§ DATA:
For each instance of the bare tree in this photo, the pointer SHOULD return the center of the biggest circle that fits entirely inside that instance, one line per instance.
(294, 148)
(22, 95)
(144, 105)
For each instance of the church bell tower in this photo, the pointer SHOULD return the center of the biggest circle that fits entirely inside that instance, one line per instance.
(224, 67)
* * *
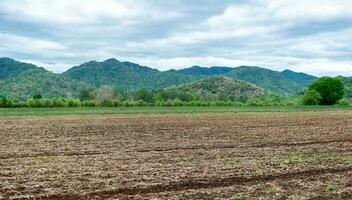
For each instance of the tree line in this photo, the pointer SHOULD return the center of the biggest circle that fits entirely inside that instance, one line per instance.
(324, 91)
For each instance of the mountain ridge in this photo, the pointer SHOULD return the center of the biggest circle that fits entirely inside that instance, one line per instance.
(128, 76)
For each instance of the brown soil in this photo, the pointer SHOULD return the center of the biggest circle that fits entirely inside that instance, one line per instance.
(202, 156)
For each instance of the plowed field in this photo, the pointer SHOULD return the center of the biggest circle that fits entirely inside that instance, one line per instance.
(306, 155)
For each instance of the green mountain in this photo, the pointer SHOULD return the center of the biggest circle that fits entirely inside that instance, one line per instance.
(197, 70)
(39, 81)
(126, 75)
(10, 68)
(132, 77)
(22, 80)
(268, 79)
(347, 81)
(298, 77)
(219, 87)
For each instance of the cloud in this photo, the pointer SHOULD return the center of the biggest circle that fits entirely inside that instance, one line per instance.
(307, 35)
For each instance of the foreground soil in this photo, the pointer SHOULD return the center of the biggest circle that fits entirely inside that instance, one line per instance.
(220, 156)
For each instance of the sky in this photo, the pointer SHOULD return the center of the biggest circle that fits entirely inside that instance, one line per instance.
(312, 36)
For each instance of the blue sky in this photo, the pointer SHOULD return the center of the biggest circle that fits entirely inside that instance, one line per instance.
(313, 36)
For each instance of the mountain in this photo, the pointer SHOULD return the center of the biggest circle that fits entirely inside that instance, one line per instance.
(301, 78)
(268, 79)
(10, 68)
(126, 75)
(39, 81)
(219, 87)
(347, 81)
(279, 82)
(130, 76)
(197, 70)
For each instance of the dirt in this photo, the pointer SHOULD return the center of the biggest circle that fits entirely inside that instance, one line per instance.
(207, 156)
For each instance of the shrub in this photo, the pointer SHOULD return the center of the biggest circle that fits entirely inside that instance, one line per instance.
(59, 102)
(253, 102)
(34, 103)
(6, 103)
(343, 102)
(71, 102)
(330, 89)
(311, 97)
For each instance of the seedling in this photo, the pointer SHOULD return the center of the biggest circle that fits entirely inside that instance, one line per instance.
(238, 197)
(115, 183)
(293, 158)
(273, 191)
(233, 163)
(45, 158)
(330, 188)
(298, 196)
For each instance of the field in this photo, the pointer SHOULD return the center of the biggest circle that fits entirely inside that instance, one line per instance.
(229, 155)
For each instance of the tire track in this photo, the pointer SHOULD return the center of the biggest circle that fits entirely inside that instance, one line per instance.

§ ABOUT THIS TASK: Please give an exact copy of the lines above, beginning with the line containing "For each instance of the seedling" and running through the line containing "For each instance of the tire", and of no other lines.

§ RESPONSE BOX:
For each instance of the seedling in this photo, the pointer SHOULD return the center of the biggest circle that fits entirely inside that instance, one line per instance.
(238, 197)
(115, 183)
(293, 158)
(273, 191)
(233, 163)
(45, 158)
(330, 188)
(298, 196)
For each instance of the field in this photo, the pointer SHOULD return the center of the biggest circle that fits entirely inside that instance, one line per instance.
(229, 155)
For each instance of the tire track in this photo, the pointer SHOULD return the center of the biggest circle that fits entirely inside that instance, one line per instance.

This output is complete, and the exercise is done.